◆ Soal Latihan
1. Sebutkan setiap bilangan berbeda yang ditulis dengan angka dalam kutipan tentang ekonomi Indonesia, masing-masing satu kali.
2. Lanjutkan kutipan tentang ekonomi Indonesia setelah kalimat terakhirnya.

◆ Kutipan Halaman

____________

KOMPAS.TV - Tepat 75 tahun lalu teks proklamasi dibacakan oleh presiden Soekarno. Hingga detik ini, Indonesia masih bercita-cita merdeka secara ekonomi.
Apa daya pademi menerjang, berikut lika liku ekonomi 75 tahun terakhir, dari masa jaya sampai masa Pandemi. Pasang surut, booming redup, ambisi sampai pandemi. 75 tahun perjalanan Indonesia menuju merdeka secara ekonomi, berlika liku.
Tiap pemimpin rezim punya jalan dan takdir masing-masing. Denyut ekonomi sebagai negara bebas dari penjajahan dimulai pada era soekarno, presiden pertama Indonesia. Rezim ini dikenal dengan sebutan orde lama.
Anti kolonialisme adalah karakter keterbukaan ekonomi Indonesia kala itu. Meski membuka kerjasama internasional, investasi asing tak dibuka bebas. Inilah saat Indonesia punya niat berdikari.
Apalacur, idealisme Soekarno terbentur gejolak. Di tahun 1960an, inflasi meroket sampai 635 persen. Inilah titik nadir Soekarno sebagai pemimpin.
Rezim berganti, nama Soeharto mencuat dan mencuri hati rakyat Indonesia.

____________

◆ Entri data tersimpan
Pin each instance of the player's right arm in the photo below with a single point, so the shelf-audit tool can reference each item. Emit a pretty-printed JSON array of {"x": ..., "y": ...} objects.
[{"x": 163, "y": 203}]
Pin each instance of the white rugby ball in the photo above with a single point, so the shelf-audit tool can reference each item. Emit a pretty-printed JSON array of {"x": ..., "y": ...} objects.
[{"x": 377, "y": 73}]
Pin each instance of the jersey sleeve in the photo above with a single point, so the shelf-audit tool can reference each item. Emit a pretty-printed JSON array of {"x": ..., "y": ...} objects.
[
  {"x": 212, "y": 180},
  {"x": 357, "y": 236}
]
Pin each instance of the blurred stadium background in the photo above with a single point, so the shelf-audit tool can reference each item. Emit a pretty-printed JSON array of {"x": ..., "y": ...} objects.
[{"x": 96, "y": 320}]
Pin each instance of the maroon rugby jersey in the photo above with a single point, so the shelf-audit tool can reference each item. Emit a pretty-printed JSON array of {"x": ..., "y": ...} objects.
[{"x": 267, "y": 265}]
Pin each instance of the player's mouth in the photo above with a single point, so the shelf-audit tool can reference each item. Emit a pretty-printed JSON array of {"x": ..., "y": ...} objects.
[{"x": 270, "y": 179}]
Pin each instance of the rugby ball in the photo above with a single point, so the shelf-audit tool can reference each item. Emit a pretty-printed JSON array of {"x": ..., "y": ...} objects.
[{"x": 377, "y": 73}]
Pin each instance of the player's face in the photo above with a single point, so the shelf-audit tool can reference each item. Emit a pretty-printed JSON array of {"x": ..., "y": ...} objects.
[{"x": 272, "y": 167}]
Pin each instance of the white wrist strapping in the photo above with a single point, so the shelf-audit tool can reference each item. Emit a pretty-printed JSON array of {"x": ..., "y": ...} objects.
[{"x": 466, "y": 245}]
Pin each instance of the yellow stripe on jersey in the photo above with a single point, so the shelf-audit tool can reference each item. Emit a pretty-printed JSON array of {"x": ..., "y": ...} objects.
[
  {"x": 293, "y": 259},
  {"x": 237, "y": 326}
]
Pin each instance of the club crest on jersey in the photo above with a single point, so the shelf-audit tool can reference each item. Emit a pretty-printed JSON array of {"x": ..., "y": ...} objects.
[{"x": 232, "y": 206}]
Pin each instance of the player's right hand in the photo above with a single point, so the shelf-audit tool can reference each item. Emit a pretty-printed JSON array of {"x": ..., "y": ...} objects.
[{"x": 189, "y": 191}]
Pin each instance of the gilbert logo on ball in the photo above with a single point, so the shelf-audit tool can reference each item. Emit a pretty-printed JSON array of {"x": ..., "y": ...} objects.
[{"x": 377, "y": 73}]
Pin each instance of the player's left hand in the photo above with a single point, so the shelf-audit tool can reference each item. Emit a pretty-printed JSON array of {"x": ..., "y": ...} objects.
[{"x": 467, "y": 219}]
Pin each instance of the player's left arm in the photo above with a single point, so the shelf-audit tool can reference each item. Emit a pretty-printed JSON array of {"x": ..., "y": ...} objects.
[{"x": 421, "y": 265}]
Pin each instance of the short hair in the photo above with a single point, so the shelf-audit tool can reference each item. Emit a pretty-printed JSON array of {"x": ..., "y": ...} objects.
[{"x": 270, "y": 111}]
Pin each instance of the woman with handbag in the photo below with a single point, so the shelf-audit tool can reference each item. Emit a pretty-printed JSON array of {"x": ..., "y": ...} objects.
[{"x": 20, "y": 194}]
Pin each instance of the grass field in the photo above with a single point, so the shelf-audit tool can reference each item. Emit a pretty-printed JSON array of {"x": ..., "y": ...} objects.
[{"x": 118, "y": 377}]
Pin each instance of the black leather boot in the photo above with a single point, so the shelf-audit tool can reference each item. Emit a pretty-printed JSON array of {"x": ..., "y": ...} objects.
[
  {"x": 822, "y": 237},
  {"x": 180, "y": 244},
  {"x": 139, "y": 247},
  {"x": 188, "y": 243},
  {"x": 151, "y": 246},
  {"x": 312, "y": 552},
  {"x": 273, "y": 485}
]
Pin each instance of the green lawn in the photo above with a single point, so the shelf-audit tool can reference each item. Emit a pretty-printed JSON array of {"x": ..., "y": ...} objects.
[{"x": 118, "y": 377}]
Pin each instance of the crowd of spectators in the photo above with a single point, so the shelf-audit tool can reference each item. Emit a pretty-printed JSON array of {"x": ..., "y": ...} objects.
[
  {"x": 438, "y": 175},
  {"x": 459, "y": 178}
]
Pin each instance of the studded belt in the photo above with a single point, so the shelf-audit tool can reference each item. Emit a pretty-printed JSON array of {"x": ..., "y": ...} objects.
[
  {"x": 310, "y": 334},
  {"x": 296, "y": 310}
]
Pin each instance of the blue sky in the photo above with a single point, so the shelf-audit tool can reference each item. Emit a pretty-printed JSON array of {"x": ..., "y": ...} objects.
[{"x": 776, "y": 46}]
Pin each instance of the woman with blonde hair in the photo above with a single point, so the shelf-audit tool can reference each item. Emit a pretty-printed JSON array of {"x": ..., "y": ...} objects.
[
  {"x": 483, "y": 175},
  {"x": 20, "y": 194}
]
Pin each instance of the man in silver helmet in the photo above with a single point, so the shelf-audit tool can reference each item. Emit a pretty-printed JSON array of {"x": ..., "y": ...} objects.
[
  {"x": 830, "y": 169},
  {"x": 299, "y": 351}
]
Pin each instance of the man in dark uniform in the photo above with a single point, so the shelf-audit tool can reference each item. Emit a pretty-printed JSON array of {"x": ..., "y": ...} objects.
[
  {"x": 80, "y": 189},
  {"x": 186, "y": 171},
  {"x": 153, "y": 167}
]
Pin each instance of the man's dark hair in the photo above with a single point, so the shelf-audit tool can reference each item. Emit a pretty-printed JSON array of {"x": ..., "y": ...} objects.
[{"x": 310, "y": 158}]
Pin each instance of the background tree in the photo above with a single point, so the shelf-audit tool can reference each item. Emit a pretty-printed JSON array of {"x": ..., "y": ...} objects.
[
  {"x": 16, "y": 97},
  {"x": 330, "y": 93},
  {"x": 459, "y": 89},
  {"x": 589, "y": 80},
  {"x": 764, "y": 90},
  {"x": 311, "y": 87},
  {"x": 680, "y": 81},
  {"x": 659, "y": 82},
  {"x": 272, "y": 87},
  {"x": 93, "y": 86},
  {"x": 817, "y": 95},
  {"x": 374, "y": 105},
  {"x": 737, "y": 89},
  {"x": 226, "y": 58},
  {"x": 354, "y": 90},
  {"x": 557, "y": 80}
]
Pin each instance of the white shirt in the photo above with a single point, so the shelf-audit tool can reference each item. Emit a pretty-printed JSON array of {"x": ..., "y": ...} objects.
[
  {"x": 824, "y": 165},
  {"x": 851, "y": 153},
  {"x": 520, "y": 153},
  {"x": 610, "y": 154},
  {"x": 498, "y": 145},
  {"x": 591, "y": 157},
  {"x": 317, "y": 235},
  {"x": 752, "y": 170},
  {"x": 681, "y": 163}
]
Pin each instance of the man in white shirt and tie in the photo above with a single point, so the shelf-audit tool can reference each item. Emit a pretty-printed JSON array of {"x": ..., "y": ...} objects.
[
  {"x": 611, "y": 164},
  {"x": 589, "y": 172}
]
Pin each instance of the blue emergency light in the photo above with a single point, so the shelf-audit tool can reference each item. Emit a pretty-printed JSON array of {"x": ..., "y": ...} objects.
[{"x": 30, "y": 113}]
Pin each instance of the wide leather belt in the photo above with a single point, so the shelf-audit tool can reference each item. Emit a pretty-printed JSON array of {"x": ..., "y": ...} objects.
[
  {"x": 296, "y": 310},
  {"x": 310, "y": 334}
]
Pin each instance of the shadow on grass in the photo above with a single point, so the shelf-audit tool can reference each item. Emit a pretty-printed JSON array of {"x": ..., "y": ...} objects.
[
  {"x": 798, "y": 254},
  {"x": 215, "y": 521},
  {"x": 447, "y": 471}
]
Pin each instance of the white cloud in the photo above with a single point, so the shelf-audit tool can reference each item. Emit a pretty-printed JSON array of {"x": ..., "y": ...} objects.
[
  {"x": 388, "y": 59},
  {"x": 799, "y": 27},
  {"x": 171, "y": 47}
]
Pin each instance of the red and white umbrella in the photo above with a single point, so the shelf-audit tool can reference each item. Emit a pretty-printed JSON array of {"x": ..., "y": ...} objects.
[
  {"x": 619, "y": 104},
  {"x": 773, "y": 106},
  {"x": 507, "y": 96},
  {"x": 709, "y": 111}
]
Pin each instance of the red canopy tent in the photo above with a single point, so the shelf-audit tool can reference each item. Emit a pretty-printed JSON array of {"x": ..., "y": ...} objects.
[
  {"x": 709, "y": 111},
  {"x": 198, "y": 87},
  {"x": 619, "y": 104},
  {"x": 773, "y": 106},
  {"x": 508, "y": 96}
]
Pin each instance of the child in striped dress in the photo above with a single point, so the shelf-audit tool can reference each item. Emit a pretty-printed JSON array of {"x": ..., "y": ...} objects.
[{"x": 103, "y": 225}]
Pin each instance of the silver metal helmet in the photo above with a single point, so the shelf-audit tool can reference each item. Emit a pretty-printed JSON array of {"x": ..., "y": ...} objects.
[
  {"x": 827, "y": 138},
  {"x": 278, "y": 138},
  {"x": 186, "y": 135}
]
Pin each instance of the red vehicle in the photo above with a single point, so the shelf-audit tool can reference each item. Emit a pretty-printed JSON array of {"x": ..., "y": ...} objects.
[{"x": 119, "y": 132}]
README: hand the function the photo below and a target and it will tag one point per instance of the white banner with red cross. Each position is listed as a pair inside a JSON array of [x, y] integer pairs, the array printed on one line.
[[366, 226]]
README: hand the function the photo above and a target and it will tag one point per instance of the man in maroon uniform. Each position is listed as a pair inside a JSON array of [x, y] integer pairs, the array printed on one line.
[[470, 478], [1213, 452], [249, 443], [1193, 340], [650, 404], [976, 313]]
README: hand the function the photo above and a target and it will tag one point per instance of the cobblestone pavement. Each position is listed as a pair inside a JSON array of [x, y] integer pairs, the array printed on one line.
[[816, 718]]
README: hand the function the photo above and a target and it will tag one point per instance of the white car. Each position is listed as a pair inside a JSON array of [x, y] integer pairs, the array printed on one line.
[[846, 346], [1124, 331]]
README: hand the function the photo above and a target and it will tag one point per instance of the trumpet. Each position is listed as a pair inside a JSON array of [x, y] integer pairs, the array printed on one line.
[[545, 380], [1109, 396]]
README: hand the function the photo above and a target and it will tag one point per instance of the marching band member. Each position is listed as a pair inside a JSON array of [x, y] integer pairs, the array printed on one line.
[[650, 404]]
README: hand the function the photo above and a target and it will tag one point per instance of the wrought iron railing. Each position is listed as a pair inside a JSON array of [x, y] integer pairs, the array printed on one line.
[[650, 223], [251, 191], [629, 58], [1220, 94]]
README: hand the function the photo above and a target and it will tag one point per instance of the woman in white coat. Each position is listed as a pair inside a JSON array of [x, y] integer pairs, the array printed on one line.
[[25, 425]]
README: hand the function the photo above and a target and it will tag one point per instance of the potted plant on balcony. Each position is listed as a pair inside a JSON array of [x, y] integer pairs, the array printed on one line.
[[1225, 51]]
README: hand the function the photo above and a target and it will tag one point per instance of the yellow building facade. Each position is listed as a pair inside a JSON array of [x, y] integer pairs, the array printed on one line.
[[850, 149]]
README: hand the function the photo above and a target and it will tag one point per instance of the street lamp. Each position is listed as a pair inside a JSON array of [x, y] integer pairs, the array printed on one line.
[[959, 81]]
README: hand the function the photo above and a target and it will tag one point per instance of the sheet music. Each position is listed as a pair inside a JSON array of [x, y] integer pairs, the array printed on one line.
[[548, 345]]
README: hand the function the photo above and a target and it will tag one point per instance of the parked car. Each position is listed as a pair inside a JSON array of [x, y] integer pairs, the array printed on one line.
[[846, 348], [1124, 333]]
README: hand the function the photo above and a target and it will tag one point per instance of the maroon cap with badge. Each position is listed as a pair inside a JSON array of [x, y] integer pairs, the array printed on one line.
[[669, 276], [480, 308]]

____________

◆ Kunci Jawaban
1. 75, 1960an, 635

2.
Periode orde baru, membuat ekonomi Indonesia lebih "bersahabat" dengan mitra asing. Investasi tersusun rapih dalam rencana pembangunan lima tahun, alias repelita.
Tetapi rupanya fundamental tak kokoh, ekonomi orde baru dianggap rapuh, ditambah dengan bensin politik yang berkobar.
Soeharto lengser, meninggalkan jejak deflasi 77,6 persen, ekonomi minus 13,7 persen.
Bisa dibilang, ujian pelik bagi ekonomi Indonesia belum lewat. Pandemi corona, memporak-porandakan agenda tahun 2020, bahkan sampai tahun depan.
Situasi buruk, yang dihadapi rezim Joko Widodo. Ekonomi kuartal satu sudah turun ke 2,97 persen, di kuartal dua, anjlok sampai 5,32 persen.
Tak melulu buruk, Indonesia juga punya sederet prestasi ekonomi. Oleh sebab itu, banyak yang yakin pemulihan ekonomi Indonesia akibat krisis pandemi akan lebih cepat dari negara lain.